Reading passage:
──────────

A New Blood Test Could Identify Those With Immunity To The Coronavirus

Ashlyn Davis Ashlyn Davis

antibody tests

The FDA has approved new antibody tests which could determine whether you’ve had the virus and have recovered from it — allowing public life to slowly resume.

The US has approved interim antibody tests, manufactured by Cellex, that can deliver results within 15 minutes. These are the first to receive emergency approval by the FDA, while tests from medical institutions and manufacturers are being developed and deployed.

The test could determine who has had the virus and who has already recovered from it. In theory, this could have a number of attractive implications for quotidian life and provide valuable insight into the virus. Understanding how widespread the virus is and whether immunity does exist can allow for greater control of the spread and more informed decision making.

Current tests that are being used are PCR (polymerase chain reaction) tests, which take swabs of your mucus and saliva. This simply checks whether you currently have the virus in you and not whether you have already had it and recovered. An antibody test does both.

The serological test draws a blood sample that is examined for the presence of antibodies. People that are healthy and presumably resistant, could begin to rebuild the battered economy.

──────────

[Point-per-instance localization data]

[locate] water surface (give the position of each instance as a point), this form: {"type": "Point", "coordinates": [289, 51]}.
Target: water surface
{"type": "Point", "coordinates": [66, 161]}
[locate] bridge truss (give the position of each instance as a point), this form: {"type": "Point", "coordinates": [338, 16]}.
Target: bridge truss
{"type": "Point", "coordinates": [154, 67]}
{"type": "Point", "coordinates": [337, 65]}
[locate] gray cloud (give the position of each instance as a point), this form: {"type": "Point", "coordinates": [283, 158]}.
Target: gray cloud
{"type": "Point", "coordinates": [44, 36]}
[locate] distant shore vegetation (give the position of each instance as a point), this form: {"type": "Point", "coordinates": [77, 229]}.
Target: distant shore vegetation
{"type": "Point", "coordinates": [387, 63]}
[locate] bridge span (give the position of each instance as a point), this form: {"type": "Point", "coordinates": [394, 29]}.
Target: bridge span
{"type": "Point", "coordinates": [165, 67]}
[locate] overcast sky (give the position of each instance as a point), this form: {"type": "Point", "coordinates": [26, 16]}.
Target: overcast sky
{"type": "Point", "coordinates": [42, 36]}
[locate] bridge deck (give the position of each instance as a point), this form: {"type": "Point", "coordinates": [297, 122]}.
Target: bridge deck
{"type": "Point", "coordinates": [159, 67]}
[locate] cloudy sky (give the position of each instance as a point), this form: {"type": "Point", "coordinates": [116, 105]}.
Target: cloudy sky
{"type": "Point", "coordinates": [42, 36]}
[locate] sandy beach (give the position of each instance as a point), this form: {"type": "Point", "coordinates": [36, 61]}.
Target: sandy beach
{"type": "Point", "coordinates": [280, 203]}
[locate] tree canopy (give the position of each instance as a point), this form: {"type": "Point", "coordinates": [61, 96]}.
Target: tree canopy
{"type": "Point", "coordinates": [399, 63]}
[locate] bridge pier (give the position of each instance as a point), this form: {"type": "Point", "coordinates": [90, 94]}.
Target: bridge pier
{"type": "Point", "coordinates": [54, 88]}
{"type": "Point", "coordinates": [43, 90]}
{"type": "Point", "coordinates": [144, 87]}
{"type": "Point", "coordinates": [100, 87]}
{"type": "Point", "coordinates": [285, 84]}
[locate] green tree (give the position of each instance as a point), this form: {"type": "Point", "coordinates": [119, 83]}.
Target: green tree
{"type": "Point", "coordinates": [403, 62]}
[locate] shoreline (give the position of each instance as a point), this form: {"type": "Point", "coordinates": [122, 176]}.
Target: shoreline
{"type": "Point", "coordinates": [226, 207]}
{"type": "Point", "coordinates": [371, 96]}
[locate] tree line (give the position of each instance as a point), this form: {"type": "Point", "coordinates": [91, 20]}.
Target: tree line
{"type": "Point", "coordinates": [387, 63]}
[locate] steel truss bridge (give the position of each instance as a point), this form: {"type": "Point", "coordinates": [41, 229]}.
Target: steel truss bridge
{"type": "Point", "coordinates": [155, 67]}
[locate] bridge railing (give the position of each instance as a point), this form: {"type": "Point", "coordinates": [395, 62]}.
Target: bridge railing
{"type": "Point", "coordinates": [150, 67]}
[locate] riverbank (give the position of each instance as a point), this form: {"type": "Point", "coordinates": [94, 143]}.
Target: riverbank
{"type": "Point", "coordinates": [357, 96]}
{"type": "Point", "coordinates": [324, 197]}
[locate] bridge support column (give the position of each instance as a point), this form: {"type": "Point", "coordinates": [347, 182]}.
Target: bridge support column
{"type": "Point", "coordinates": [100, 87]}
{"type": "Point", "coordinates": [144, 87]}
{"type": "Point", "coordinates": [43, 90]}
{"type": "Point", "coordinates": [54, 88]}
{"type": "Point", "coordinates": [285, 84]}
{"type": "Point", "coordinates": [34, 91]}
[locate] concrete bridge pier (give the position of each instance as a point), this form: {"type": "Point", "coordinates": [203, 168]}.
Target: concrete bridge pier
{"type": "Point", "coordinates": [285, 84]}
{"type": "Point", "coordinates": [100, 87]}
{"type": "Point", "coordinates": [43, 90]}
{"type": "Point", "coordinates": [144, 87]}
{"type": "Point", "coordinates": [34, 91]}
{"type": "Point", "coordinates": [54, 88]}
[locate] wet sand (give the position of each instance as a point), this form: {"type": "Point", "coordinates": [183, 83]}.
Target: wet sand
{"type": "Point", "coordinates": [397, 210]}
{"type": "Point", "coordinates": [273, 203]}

──────────

Questions on the material:
[1] From the article on coronavirus antibody testing, list the bodily samples that the tests it describes collect.
[2] Write the next paragraph of the article on coronavirus antibody testing, picking up after its final sentence.

Answers for the exercise:
[1]
- Mucus
- Saliva
- Blood

[2]
Additionally, antibodies could aid in the development of a COVID-19 vaccine and be used as a temporary treatment for patients with new infections. In an ideal world, this could allow groups of people to reenter public life, “immune” healthcare workers could be released from quarantine and ease the burden on medical resources and asymptomatic transmission could be prevented.

However, much remains uncertain about the antibodies. The effectiveness of the antibodies is still unknown, especially in the case of reinfection. On top of that, antibodies can take up to several days to show up and the intensity of immune responses vary, which may lead to false negatives. Current trials would ideally eliminate most of the risks before any measures are relaxed prematurely, according to a Reuters report.